(Collected data)

======

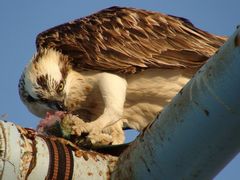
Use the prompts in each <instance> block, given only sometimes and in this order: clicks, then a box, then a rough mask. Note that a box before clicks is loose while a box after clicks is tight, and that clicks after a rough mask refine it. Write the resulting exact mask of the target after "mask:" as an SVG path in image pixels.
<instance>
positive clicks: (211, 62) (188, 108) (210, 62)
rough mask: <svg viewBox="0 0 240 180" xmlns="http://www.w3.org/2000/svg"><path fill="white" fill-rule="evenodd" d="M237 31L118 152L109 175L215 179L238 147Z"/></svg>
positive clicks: (238, 133)
mask: <svg viewBox="0 0 240 180" xmlns="http://www.w3.org/2000/svg"><path fill="white" fill-rule="evenodd" d="M239 33H240V28H238V30H237V31H236V32H235V33H234V34H233V35H232V36H231V37H230V39H229V40H228V41H227V42H226V44H225V45H224V46H223V47H221V48H220V49H219V51H218V53H216V54H215V55H214V56H213V57H212V58H211V59H210V60H209V61H208V63H207V64H206V65H205V66H204V67H202V68H201V69H200V70H199V72H198V73H197V74H195V76H194V77H193V79H192V80H191V81H190V82H189V83H188V84H187V85H186V86H185V87H184V88H183V89H182V90H181V91H180V93H179V94H178V95H177V96H176V97H175V98H174V99H173V100H172V102H171V103H170V104H169V105H168V106H167V107H166V108H165V109H164V110H163V112H161V114H160V115H159V116H158V117H157V120H156V121H154V122H153V123H152V124H151V125H149V126H148V127H147V128H146V129H145V130H144V132H143V133H142V134H141V135H140V136H138V138H137V140H136V141H135V142H134V143H132V144H131V145H130V147H129V148H128V149H127V150H126V151H125V152H123V154H121V156H120V157H119V161H118V162H117V165H116V169H115V170H114V171H113V174H112V177H111V178H112V179H114V180H116V179H117V180H118V179H199V180H201V179H213V178H214V176H216V175H217V173H218V172H220V170H221V169H222V168H223V167H224V166H225V165H226V164H227V163H228V162H229V161H230V160H231V159H232V158H233V157H234V156H235V155H236V154H237V153H238V152H239V149H240V143H239V137H240V131H239V129H240V121H239V117H240V113H239V112H240V104H239V99H240V94H239V89H240V86H239V85H240V75H239V73H240V71H239V69H240V61H239V59H240V51H239Z"/></svg>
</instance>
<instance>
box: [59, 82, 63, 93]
mask: <svg viewBox="0 0 240 180" xmlns="http://www.w3.org/2000/svg"><path fill="white" fill-rule="evenodd" d="M63 88H64V83H63V82H60V83H59V85H58V92H61V91H62V90H63Z"/></svg>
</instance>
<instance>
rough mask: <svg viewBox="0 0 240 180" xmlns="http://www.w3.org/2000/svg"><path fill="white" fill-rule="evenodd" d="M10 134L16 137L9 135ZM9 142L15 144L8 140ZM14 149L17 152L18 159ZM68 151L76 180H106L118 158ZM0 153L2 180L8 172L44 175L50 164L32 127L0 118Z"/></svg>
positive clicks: (96, 154) (32, 178) (10, 141)
mask: <svg viewBox="0 0 240 180" xmlns="http://www.w3.org/2000/svg"><path fill="white" fill-rule="evenodd" d="M14 133H15V134H16V136H13V134H14ZM12 138H14V139H12ZM55 140H58V138H55ZM11 141H13V142H15V143H9V142H11ZM58 142H59V143H64V144H66V145H69V146H71V143H69V144H68V143H67V141H66V140H62V141H60V140H59V141H58ZM13 150H14V151H13ZM15 151H16V152H18V151H19V157H18V158H16V157H17V156H16V155H17V153H14V152H15ZM12 153H14V154H12ZM72 153H73V160H74V166H73V177H72V179H76V180H78V179H89V178H91V179H104V180H105V179H110V175H111V173H112V171H113V169H114V168H115V165H116V162H117V160H118V158H117V157H115V156H111V155H103V154H100V153H97V152H94V151H86V150H81V149H79V148H78V149H76V147H73V151H72ZM0 156H1V159H0V160H1V161H0V177H1V178H3V179H6V177H9V175H10V174H11V177H12V178H13V179H20V180H21V179H30V180H31V179H45V178H46V177H47V174H48V171H49V167H48V164H50V163H49V160H50V156H49V149H48V146H47V144H46V141H45V140H44V139H43V138H42V137H41V136H39V135H37V134H36V132H35V131H33V130H29V129H25V128H21V127H19V126H16V125H15V124H12V123H3V122H1V121H0ZM13 159H14V161H13ZM17 162H19V163H17ZM14 175H15V176H16V177H15V176H14Z"/></svg>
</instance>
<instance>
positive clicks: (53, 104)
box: [48, 101, 67, 111]
mask: <svg viewBox="0 0 240 180" xmlns="http://www.w3.org/2000/svg"><path fill="white" fill-rule="evenodd" d="M48 107H49V108H51V109H54V110H57V111H66V110H67V108H66V107H65V106H64V103H63V102H60V101H50V102H48Z"/></svg>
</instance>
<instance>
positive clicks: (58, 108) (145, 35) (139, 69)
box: [19, 7, 226, 144]
mask: <svg viewBox="0 0 240 180" xmlns="http://www.w3.org/2000/svg"><path fill="white" fill-rule="evenodd" d="M225 40H226V38H225V37H221V36H216V35H213V34H209V33H207V32H205V31H202V30H200V29H198V28H196V27H195V26H193V24H191V23H190V22H189V21H188V20H187V19H185V18H180V17H176V16H171V15H165V14H161V13H158V12H151V11H146V10H140V9H134V8H121V7H111V8H108V9H104V10H102V11H100V12H97V13H95V14H92V15H90V16H87V17H84V18H80V19H77V20H74V21H71V22H68V23H65V24H62V25H59V26H56V27H53V28H51V29H49V30H46V31H44V32H42V33H40V34H39V35H38V36H37V39H36V46H37V52H36V54H35V55H34V56H33V58H32V60H31V61H30V63H29V64H28V65H27V66H26V68H25V70H24V72H23V74H22V76H21V79H20V82H19V94H20V97H21V99H22V101H23V102H24V104H25V105H26V106H27V108H28V109H29V110H30V111H31V112H32V113H33V114H35V115H37V116H39V117H44V116H45V115H46V113H47V112H56V111H67V112H68V113H70V114H73V115H77V116H75V117H74V118H79V119H81V121H80V123H78V125H77V127H75V128H76V132H77V134H78V135H81V134H82V133H88V134H89V135H88V138H89V139H90V140H91V141H92V142H101V140H100V139H99V138H100V137H101V136H99V135H100V134H105V135H106V134H107V135H109V136H110V137H111V138H112V139H111V141H112V142H111V143H112V144H120V143H123V142H124V132H123V130H122V128H123V127H130V128H133V129H136V130H139V131H140V130H142V129H143V128H144V127H146V126H147V124H149V122H151V121H152V120H153V119H154V117H155V116H156V115H157V114H158V112H159V111H161V110H162V109H163V107H164V106H165V105H166V104H167V103H169V102H170V100H171V99H172V97H174V96H175V95H176V94H177V93H178V91H179V90H180V89H181V88H182V87H183V86H184V85H185V84H186V83H187V82H188V80H189V79H190V78H191V76H192V75H193V74H194V73H195V72H196V71H197V70H198V69H199V68H200V67H201V66H202V65H203V64H204V63H205V62H206V61H207V59H208V58H209V57H210V56H212V55H213V54H214V53H215V51H216V50H217V49H218V48H219V47H220V46H221V45H222V44H223V43H224V42H225Z"/></svg>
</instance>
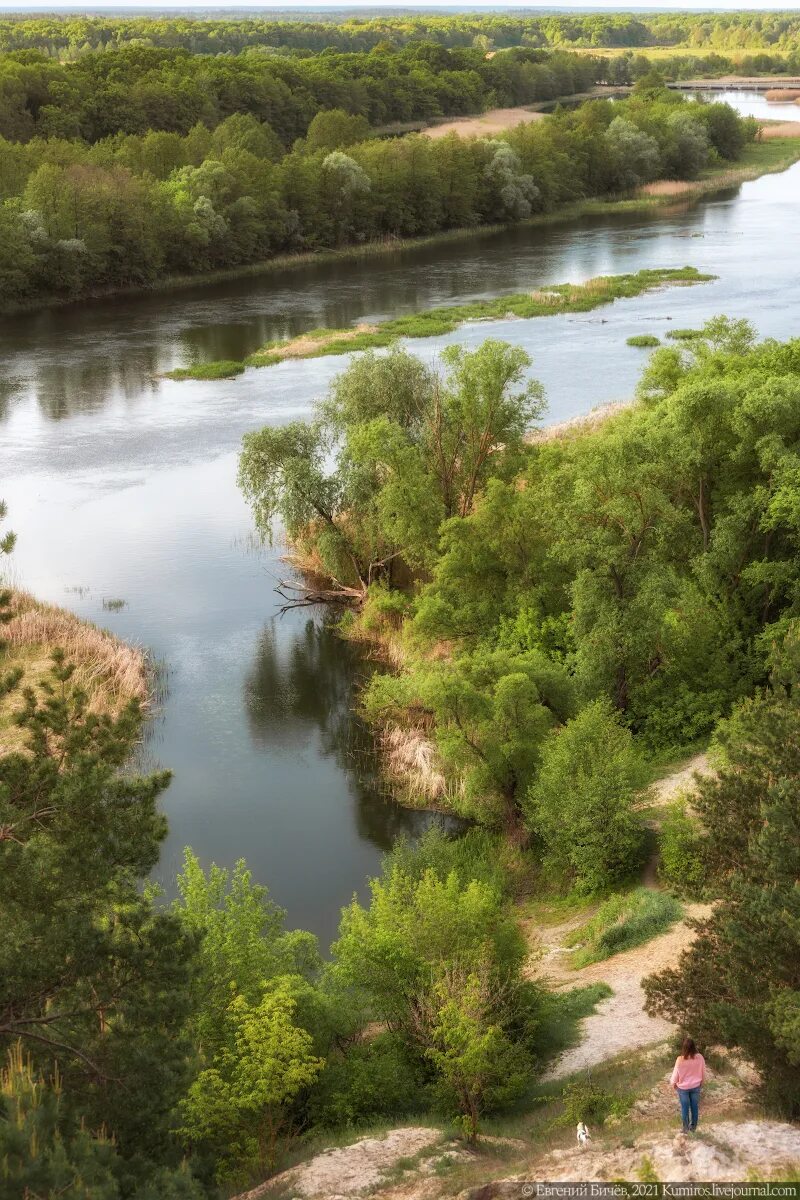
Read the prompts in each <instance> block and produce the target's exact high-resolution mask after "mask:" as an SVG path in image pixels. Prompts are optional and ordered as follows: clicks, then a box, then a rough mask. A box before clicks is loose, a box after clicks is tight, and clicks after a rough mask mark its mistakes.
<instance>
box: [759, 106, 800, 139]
mask: <svg viewBox="0 0 800 1200" xmlns="http://www.w3.org/2000/svg"><path fill="white" fill-rule="evenodd" d="M798 103H800V101H798ZM760 137H762V140H763V142H769V140H770V139H771V138H800V121H776V122H775V125H762V132H760Z"/></svg>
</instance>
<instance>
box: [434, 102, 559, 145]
mask: <svg viewBox="0 0 800 1200" xmlns="http://www.w3.org/2000/svg"><path fill="white" fill-rule="evenodd" d="M543 120H545V113H533V112H531V110H530V109H529V108H492V109H489V112H488V113H481V115H480V116H461V118H457V119H456V120H455V121H445V122H444V125H432V126H431V128H428V130H423V133H425V136H426V138H445V137H447V134H449V133H458V136H459V137H462V138H486V137H491V136H492V134H493V133H503V132H504V131H505V130H513V128H515V127H516V126H517V125H524V124H527V122H528V121H543Z"/></svg>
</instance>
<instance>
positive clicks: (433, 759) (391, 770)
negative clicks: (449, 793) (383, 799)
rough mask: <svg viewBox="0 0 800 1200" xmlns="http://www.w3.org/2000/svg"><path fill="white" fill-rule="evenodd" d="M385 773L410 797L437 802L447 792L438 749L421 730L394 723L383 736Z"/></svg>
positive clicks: (384, 731) (380, 744)
mask: <svg viewBox="0 0 800 1200" xmlns="http://www.w3.org/2000/svg"><path fill="white" fill-rule="evenodd" d="M380 749H381V758H383V763H384V769H385V770H386V774H387V775H389V776H390V778H391V779H393V780H396V781H397V782H398V784H401V785H402V787H403V791H404V792H407V794H408V797H409V799H413V800H414V802H420V800H422V802H426V803H435V802H437V800H441V799H443V798H444V796H445V794H446V792H447V781H446V779H445V776H444V774H443V772H441V769H440V766H439V760H438V755H437V748H435V746H434V744H433V742H431V739H429V738H428V737H427V736H426V733H425V732H423V731H422V730H404V728H401V727H399V726H397V725H395V726H391V727H390V728H387V730H385V731H384V733H383V734H381V738H380Z"/></svg>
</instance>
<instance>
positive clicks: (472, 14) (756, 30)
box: [0, 11, 800, 58]
mask: <svg viewBox="0 0 800 1200" xmlns="http://www.w3.org/2000/svg"><path fill="white" fill-rule="evenodd" d="M278 17H279V19H265V18H263V17H253V18H251V17H239V18H234V19H227V18H224V19H211V20H206V19H200V18H192V17H167V18H152V17H143V18H138V17H56V16H52V14H50V16H43V17H34V18H31V17H28V16H20V17H13V16H10V17H4V19H2V20H0V49H7V50H19V49H41V50H44V52H46V53H47V54H49V55H50V56H53V58H76V56H78V55H82V54H84V53H86V52H91V50H96V49H108V48H112V47H120V46H127V44H132V43H133V44H137V46H142V44H145V46H156V47H163V48H169V49H174V48H179V47H180V48H185V49H188V50H191V52H193V53H201V54H221V53H231V52H233V53H237V52H240V50H243V49H247V48H249V47H265V48H267V49H272V50H281V52H284V53H285V52H294V53H296V52H301V53H302V52H312V53H317V52H319V50H329V49H333V50H348V52H350V50H355V52H365V50H372V49H374V48H375V47H377V46H381V44H384V43H389V44H390V46H393V47H402V46H407V44H408V43H409V42H433V43H435V44H438V46H441V47H446V48H458V47H462V48H463V47H473V46H477V47H479V48H481V49H483V50H485V52H487V50H491V49H505V48H507V47H513V46H523V47H535V48H536V47H559V46H565V47H589V48H593V47H626V46H631V47H640V46H686V47H697V48H708V49H721V50H735V49H742V48H759V49H760V48H763V49H794V48H796V46H798V38H799V35H800V14H798V12H796V11H795V12H716V13H686V12H672V13H670V12H667V13H643V14H640V16H636V17H632V16H630V14H624V13H619V14H615V13H594V14H582V13H576V14H570V13H560V14H558V16H546V17H534V16H527V14H524V13H498V14H492V16H483V14H481V13H453V14H452V16H451V14H447V16H444V14H443V16H432V14H420V16H411V14H403V13H401V14H395V16H392V14H387V16H380V17H373V16H366V17H360V18H353V17H351V16H345V17H344V19H339V20H337V19H336V14H335V13H326V14H325V17H324V19H313V18H312V19H309V18H308V16H307V14H303V17H302V19H299V20H293V19H290V17H289V14H288V13H287V14H283V13H281V14H278Z"/></svg>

======

▶ **Exercise instructions**: Return word for word the lines above from the line with "positive clicks: (211, 62)" to the line with "31L118 152L109 175L215", including both and leaving out all others.

▶ **Result for this exercise**:
positive clicks: (211, 62) (188, 108) (210, 62)
rough mask: <svg viewBox="0 0 240 180" xmlns="http://www.w3.org/2000/svg"><path fill="white" fill-rule="evenodd" d="M237 31L118 152L109 175L215 179L238 147Z"/></svg>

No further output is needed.